#### Your objective:
Render the lines below, from the line containing "Find banner on" through the line containing "xmin=210 ymin=68 xmax=252 ymax=123", inclusive, as a Markdown table with the columns No. and Line. Leave out any blank lines.

※

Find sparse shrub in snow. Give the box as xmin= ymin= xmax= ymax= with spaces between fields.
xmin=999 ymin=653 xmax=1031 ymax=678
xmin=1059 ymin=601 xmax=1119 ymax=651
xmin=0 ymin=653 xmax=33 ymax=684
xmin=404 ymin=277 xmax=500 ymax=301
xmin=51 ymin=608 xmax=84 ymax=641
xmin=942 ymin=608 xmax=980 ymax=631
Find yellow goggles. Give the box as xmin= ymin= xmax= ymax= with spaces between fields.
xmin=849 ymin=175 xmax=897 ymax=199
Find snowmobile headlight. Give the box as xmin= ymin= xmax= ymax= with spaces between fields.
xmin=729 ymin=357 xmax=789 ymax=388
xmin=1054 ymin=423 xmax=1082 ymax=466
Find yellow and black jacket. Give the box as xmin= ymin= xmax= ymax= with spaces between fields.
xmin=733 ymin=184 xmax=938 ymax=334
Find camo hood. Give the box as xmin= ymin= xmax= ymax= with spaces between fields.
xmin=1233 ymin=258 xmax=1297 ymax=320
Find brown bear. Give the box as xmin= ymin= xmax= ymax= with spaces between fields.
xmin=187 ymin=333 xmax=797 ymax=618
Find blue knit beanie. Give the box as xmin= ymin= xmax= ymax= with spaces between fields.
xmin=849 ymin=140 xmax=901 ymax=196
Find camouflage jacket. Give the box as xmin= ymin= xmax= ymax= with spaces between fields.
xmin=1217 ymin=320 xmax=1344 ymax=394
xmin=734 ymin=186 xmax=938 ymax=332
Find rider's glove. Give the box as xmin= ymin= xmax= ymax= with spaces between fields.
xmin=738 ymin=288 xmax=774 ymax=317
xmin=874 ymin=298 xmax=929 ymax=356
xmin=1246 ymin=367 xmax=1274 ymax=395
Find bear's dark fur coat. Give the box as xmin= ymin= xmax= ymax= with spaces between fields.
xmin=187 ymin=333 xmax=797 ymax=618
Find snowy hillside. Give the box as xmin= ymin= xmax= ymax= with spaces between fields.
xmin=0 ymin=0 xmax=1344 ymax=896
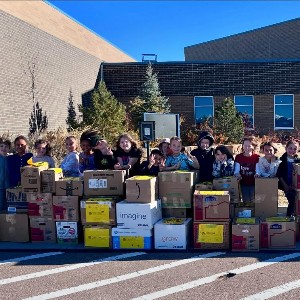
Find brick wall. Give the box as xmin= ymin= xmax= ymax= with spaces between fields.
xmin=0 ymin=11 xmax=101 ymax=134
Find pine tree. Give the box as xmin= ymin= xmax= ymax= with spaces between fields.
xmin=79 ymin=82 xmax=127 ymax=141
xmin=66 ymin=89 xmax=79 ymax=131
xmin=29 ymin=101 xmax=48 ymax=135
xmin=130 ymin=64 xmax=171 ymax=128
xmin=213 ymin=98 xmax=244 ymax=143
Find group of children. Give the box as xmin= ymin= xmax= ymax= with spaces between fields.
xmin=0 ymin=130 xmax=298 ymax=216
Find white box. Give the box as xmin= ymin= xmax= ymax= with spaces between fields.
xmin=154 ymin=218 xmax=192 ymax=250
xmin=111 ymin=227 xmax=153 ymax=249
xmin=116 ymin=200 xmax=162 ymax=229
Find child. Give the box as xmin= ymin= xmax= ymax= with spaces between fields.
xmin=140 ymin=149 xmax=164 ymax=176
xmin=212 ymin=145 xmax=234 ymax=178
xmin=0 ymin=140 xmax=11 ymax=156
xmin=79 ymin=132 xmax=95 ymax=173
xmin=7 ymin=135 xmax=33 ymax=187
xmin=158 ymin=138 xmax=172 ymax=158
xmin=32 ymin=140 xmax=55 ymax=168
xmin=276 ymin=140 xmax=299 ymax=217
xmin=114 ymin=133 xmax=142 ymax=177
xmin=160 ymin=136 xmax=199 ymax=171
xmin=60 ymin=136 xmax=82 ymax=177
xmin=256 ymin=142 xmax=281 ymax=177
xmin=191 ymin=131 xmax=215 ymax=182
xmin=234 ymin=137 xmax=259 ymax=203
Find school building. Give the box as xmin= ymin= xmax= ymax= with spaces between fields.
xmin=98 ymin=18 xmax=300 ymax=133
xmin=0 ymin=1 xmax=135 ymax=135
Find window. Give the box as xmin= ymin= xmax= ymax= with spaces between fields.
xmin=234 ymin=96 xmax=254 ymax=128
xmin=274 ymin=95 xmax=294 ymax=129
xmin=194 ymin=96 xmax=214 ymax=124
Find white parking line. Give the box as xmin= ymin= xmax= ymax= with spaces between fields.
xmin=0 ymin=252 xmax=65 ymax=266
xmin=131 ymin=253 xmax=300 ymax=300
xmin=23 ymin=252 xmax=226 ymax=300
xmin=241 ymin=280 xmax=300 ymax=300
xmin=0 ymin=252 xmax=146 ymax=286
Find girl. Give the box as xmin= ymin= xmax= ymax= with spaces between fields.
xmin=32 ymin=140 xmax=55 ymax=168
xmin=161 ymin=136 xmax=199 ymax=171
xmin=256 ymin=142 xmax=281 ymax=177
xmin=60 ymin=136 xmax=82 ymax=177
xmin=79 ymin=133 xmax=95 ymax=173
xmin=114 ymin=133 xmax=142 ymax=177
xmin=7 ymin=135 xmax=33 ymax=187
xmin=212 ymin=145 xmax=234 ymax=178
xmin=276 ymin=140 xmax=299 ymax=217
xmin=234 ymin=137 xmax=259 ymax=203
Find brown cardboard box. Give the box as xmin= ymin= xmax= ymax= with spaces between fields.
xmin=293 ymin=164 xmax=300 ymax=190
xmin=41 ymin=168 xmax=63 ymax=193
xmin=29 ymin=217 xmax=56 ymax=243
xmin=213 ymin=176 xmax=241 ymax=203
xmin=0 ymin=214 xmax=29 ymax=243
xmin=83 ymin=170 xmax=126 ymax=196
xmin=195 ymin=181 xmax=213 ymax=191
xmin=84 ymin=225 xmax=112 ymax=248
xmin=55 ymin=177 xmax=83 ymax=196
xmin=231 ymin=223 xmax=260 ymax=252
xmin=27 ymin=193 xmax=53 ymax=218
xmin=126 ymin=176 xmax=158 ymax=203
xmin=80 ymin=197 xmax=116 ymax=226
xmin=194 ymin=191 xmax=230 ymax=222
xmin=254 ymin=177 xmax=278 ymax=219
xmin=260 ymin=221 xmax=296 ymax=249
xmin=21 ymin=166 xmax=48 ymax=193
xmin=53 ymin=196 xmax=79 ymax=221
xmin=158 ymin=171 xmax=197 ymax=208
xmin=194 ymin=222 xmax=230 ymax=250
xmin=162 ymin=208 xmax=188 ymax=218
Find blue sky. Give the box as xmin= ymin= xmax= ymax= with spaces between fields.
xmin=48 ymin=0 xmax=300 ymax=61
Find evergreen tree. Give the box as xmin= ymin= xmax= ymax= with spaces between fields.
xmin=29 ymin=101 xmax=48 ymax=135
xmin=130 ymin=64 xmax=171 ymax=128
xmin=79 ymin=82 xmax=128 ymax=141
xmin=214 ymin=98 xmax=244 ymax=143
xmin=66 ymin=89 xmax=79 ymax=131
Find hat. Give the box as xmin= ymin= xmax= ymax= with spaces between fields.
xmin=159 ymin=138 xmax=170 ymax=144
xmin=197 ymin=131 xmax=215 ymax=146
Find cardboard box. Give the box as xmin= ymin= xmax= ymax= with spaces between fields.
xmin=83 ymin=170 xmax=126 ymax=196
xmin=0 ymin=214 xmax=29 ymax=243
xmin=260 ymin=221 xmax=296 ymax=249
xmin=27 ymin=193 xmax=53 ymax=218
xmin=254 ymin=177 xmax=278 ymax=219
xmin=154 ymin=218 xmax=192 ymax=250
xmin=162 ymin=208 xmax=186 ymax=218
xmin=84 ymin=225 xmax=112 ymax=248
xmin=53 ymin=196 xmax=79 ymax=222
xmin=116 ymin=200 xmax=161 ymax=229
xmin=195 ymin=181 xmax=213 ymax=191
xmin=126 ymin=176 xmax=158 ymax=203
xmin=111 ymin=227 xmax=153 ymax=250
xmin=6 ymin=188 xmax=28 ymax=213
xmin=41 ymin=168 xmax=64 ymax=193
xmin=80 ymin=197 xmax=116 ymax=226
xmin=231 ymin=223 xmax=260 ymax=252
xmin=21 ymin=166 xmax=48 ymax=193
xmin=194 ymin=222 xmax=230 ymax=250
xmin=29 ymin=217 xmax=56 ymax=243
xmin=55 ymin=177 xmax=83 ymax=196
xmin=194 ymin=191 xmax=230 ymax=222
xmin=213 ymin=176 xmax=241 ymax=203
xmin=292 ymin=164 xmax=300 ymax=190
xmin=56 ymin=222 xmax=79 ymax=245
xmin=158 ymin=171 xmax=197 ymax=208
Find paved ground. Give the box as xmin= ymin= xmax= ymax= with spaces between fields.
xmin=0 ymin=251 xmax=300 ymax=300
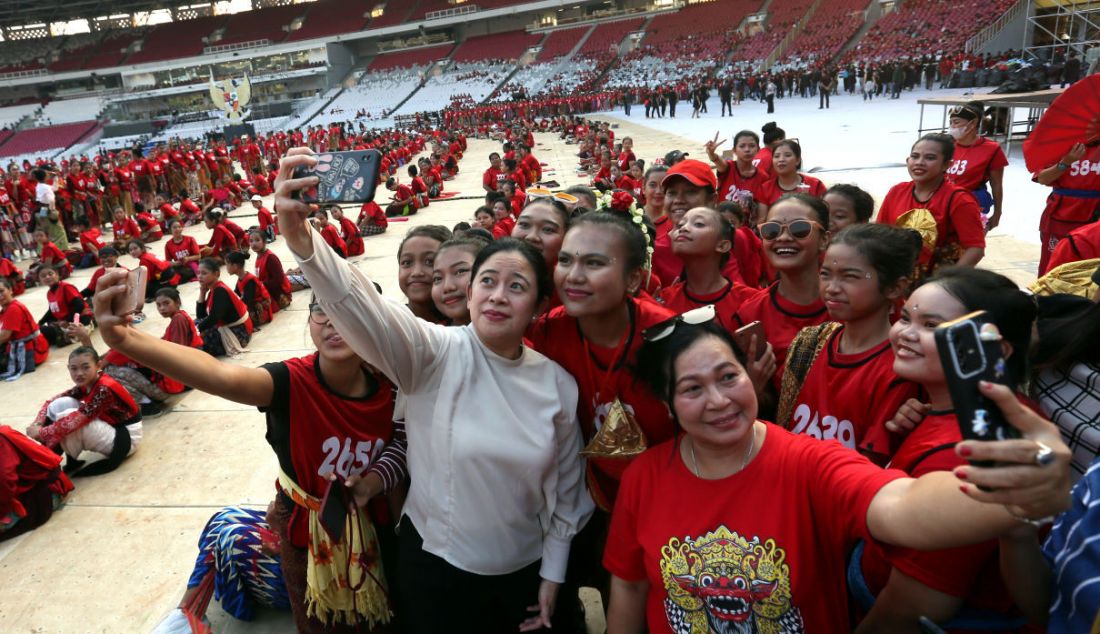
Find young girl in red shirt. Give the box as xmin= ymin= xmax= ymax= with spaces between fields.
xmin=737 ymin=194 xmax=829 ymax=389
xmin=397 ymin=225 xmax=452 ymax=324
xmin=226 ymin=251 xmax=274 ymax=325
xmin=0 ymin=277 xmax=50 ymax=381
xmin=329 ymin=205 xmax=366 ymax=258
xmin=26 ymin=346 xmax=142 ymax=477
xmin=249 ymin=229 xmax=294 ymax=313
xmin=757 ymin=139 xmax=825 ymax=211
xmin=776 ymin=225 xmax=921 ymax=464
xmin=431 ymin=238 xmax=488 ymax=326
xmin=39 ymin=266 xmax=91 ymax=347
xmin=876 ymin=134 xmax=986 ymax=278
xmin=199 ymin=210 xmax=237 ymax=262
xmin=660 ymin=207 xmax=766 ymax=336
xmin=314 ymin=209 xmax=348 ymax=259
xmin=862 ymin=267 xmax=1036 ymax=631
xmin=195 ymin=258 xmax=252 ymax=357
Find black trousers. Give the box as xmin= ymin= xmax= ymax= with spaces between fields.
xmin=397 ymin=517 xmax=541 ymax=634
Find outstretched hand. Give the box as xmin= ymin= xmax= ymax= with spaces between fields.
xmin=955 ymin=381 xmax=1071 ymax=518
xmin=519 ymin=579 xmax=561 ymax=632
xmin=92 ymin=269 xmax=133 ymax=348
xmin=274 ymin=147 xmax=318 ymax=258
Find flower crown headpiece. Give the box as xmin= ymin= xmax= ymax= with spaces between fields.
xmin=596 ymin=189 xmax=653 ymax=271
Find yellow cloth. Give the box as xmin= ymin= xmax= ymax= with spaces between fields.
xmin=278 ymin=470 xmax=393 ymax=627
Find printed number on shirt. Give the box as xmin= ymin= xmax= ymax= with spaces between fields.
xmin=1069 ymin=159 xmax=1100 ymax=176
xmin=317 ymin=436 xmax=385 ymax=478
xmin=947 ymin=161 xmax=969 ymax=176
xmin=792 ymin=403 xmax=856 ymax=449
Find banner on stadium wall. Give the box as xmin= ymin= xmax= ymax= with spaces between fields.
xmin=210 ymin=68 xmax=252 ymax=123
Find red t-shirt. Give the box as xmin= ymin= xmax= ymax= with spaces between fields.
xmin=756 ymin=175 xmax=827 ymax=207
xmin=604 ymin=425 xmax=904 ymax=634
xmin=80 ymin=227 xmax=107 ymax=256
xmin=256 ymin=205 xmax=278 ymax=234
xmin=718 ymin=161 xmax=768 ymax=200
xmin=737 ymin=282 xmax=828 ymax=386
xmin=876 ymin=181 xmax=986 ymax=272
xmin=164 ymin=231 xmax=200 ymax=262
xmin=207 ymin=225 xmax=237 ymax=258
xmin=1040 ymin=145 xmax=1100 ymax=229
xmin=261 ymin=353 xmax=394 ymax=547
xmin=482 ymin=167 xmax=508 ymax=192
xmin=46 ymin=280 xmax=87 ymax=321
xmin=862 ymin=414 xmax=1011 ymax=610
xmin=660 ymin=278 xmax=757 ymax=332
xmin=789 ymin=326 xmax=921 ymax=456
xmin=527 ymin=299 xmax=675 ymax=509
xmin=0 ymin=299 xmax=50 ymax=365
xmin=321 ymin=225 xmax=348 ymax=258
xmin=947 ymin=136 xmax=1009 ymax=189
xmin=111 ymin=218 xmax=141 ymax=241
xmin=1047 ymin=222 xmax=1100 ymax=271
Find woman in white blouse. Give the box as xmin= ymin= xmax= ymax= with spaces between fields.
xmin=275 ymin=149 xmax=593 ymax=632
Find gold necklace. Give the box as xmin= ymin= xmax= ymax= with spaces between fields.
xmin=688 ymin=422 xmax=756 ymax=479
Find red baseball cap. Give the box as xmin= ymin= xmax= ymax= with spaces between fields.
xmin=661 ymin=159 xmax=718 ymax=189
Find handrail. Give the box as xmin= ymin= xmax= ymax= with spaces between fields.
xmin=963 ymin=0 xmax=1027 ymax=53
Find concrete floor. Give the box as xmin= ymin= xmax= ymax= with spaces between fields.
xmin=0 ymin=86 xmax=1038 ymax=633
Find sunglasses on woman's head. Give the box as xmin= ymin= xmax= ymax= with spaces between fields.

※

#### Complete answer:
| No. | Line |
|---|---|
| 1 | Find banner on stadium wall. Give the box as xmin= ymin= xmax= ymax= with spaces between fields. |
| 2 | xmin=210 ymin=68 xmax=252 ymax=123 |